Prompt | Copy out every one of the entries below word for word, changing nothing.

Items from a labeling collection |
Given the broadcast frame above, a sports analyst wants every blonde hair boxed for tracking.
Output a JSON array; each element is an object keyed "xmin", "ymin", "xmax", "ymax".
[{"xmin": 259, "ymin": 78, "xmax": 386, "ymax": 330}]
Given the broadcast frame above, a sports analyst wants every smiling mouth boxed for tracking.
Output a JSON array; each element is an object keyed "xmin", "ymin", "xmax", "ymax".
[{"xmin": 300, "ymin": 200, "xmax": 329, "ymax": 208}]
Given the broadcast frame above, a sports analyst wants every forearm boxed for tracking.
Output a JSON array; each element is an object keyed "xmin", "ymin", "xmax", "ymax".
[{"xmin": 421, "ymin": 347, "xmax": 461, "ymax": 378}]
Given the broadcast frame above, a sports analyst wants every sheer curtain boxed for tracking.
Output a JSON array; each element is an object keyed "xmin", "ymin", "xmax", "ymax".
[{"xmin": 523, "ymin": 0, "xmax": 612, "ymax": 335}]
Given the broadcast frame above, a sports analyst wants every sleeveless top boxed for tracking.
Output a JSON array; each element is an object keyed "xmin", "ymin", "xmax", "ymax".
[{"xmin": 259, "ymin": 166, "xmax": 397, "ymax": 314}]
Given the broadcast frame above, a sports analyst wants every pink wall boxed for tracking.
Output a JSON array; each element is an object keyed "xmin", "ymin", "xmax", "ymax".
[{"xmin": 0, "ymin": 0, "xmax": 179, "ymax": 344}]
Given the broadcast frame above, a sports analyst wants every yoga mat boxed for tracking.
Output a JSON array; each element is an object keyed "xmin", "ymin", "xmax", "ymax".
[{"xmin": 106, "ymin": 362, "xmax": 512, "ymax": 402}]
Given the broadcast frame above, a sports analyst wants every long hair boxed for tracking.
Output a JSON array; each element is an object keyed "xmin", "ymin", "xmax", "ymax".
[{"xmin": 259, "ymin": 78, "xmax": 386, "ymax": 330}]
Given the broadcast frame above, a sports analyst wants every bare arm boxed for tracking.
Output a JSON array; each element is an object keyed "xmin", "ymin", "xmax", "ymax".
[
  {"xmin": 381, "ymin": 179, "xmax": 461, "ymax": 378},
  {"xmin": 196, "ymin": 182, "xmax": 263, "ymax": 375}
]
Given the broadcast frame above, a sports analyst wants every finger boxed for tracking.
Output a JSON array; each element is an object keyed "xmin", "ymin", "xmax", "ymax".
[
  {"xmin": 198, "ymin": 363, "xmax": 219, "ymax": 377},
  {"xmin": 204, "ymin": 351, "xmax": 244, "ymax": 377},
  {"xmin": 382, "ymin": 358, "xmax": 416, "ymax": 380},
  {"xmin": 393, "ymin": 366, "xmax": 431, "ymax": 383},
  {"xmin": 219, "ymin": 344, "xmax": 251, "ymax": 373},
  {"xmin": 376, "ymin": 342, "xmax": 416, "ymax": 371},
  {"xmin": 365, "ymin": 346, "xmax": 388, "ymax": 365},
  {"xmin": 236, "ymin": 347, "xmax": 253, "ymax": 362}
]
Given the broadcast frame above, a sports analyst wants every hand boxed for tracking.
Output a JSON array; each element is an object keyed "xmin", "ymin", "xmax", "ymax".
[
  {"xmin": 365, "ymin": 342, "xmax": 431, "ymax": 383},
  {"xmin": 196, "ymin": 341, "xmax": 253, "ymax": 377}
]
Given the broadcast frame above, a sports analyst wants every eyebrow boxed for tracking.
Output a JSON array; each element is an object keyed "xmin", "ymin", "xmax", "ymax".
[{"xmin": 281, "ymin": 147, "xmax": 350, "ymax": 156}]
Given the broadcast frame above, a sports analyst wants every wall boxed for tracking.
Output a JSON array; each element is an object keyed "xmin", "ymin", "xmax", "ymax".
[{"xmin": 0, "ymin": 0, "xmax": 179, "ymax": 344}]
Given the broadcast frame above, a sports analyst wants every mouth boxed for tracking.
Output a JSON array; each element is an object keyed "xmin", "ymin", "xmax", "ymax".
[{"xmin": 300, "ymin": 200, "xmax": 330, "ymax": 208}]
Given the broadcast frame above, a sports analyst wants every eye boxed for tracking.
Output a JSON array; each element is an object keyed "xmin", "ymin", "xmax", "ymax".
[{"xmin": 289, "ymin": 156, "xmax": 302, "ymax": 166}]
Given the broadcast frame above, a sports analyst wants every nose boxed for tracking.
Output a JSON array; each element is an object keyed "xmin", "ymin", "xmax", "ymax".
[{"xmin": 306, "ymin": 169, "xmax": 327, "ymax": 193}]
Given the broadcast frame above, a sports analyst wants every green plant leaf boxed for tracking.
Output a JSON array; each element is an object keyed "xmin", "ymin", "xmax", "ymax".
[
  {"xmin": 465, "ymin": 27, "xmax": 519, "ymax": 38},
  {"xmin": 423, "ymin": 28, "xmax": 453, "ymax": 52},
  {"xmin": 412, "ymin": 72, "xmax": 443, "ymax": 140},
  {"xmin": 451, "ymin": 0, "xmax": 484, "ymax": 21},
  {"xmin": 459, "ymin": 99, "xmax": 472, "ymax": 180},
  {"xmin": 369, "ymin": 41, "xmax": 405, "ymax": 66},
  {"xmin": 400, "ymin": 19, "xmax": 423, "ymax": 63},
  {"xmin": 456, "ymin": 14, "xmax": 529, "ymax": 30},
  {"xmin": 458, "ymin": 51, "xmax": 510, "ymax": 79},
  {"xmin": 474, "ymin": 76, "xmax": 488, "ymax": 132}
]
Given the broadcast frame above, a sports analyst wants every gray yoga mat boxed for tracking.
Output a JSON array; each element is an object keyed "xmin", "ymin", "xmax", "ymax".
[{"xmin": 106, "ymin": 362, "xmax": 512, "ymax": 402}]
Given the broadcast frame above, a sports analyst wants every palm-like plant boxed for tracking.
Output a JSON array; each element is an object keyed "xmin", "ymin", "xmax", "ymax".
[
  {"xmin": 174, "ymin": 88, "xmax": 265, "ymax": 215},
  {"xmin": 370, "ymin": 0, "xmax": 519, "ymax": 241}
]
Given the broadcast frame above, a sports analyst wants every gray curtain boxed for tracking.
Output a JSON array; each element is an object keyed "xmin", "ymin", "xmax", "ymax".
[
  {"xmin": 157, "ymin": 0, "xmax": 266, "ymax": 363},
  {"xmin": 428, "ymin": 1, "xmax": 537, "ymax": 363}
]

Expected answer |
Given the broadcast frame above, a sports analyst wants every blonde hair boxed for tracking.
Output a JSON array; each element is an object keyed "xmin", "ymin", "xmax", "ymax".
[{"xmin": 259, "ymin": 78, "xmax": 386, "ymax": 330}]
Given the broadcast frame above, a sports analyst wants every smiling mouth boxed for tracking.
Output a JSON array; each element is an object keyed "xmin", "ymin", "xmax", "ymax".
[{"xmin": 300, "ymin": 200, "xmax": 329, "ymax": 208}]
Given the broadcast frame above, a sports analyst wants every forearm boxed for tracking.
Output a JSON array; each element is an object keyed "xmin", "ymin", "xmax", "ymax".
[{"xmin": 421, "ymin": 347, "xmax": 461, "ymax": 378}]
Given the broadcast frame above, a sports analyst wants every sheer curtain boxed for tracking.
Output a JSON array; each element is an object keyed "xmin", "ymin", "xmax", "ymax".
[{"xmin": 523, "ymin": 0, "xmax": 612, "ymax": 335}]
Given the broadcast frame above, a sports analyst wants every sleeveless top boxed for tracking.
Output a JSON array; each element is an object keyed "xmin", "ymin", "xmax", "ymax".
[{"xmin": 259, "ymin": 166, "xmax": 397, "ymax": 314}]
Given the broadcast frame above, a sports analyst wants every pink wall boxed for tracking.
Output a JSON array; each element is an object keyed "xmin", "ymin", "xmax", "ymax".
[{"xmin": 0, "ymin": 0, "xmax": 179, "ymax": 344}]
Given the broadcast frame above, a sports analyst wants every yoga mat boxed for tracking.
Output a JSON array; each element is an object keyed "xmin", "ymin", "xmax", "ymax".
[{"xmin": 106, "ymin": 362, "xmax": 512, "ymax": 402}]
Given the broadcast frame above, a sports analyst wants every long hair boxed for tracking.
Output a JSON array; each element is an object keyed "xmin", "ymin", "xmax", "ymax".
[{"xmin": 259, "ymin": 78, "xmax": 386, "ymax": 330}]
Given the broadcast frame above, a sports analyst wants every bare arm boxed for tracking.
Output a JSON array; each element is an object keyed "xmin", "ymin", "xmax", "ymax".
[
  {"xmin": 381, "ymin": 179, "xmax": 461, "ymax": 378},
  {"xmin": 196, "ymin": 182, "xmax": 263, "ymax": 375}
]
Given the broadcast frame above, a sports analyst wants every finger boxed for tracking.
Output a JSON array; each element is an object keyed "xmin", "ymin", "xmax", "ymax".
[
  {"xmin": 198, "ymin": 363, "xmax": 219, "ymax": 377},
  {"xmin": 204, "ymin": 351, "xmax": 244, "ymax": 377},
  {"xmin": 382, "ymin": 358, "xmax": 416, "ymax": 380},
  {"xmin": 393, "ymin": 366, "xmax": 431, "ymax": 383},
  {"xmin": 219, "ymin": 344, "xmax": 251, "ymax": 373},
  {"xmin": 376, "ymin": 342, "xmax": 416, "ymax": 371},
  {"xmin": 365, "ymin": 346, "xmax": 388, "ymax": 365},
  {"xmin": 236, "ymin": 347, "xmax": 253, "ymax": 362}
]
Given the broadcast frame above, a sports analyst wants every hand boxed for tracking.
Output a JSON array; each element is an object keyed "xmin", "ymin", "xmax", "ymax".
[
  {"xmin": 365, "ymin": 342, "xmax": 431, "ymax": 383},
  {"xmin": 196, "ymin": 341, "xmax": 253, "ymax": 377}
]
Given the broadcast frame above, a sports analyst wants every eyebrow boxed for tracking.
Output a JSON array; each element is an object keyed "xmin", "ymin", "xmax", "ymax".
[{"xmin": 281, "ymin": 147, "xmax": 350, "ymax": 156}]
Given the broadcast frame above, a sports analyst wants every wall boxed for tracking.
Output a JSON array; each element is an object keyed "xmin", "ymin", "xmax", "ymax".
[{"xmin": 0, "ymin": 0, "xmax": 179, "ymax": 344}]
Given the broadcast frame above, a sports analyst wants every mouth boxed for tracking.
Output a JSON array; each element is an object keyed "xmin", "ymin", "xmax", "ymax".
[{"xmin": 300, "ymin": 200, "xmax": 330, "ymax": 208}]
Given the broadcast frame above, a sports analyst wants every eye boxed for tracking.
Output a JSON array; each element is an object keyed "xmin", "ymin", "xmax", "ymax".
[{"xmin": 289, "ymin": 156, "xmax": 302, "ymax": 166}]
Given the broadcast frame above, a sports analyst wants every nose boxed for tracking.
Output a JSON array; each element is an object keyed "xmin", "ymin", "xmax", "ymax".
[{"xmin": 306, "ymin": 169, "xmax": 327, "ymax": 193}]
Given the broadcast frame above, a sports analyst wants every green plant leaf boxed for tracking.
Output a JSON array; each element is an object keyed "xmin", "ymin", "xmax", "ymax".
[
  {"xmin": 465, "ymin": 27, "xmax": 519, "ymax": 38},
  {"xmin": 423, "ymin": 28, "xmax": 453, "ymax": 52},
  {"xmin": 412, "ymin": 72, "xmax": 443, "ymax": 140},
  {"xmin": 451, "ymin": 0, "xmax": 484, "ymax": 21},
  {"xmin": 459, "ymin": 99, "xmax": 472, "ymax": 180},
  {"xmin": 369, "ymin": 41, "xmax": 405, "ymax": 66},
  {"xmin": 400, "ymin": 19, "xmax": 423, "ymax": 63},
  {"xmin": 456, "ymin": 14, "xmax": 529, "ymax": 30},
  {"xmin": 458, "ymin": 51, "xmax": 510, "ymax": 79},
  {"xmin": 474, "ymin": 76, "xmax": 488, "ymax": 132}
]
Given the broadcast frame above, a sports analyst wants every gray yoga mat boxed for tracking.
Output a JSON array; each element is an object keyed "xmin", "ymin", "xmax", "ymax".
[{"xmin": 106, "ymin": 362, "xmax": 512, "ymax": 402}]
Given the broadcast frame above, a sports analyst wants every palm-like plant boxed for tracking.
Output a JSON array; each element is an object keyed "xmin", "ymin", "xmax", "ymax".
[
  {"xmin": 174, "ymin": 88, "xmax": 265, "ymax": 215},
  {"xmin": 370, "ymin": 0, "xmax": 519, "ymax": 241}
]
Given the broadcast frame above, a sports analyst wants every gray curtain boxed for tracking.
Output a JSON array; each element is an object keyed "xmin", "ymin", "xmax", "ymax".
[
  {"xmin": 157, "ymin": 0, "xmax": 266, "ymax": 363},
  {"xmin": 428, "ymin": 1, "xmax": 537, "ymax": 363}
]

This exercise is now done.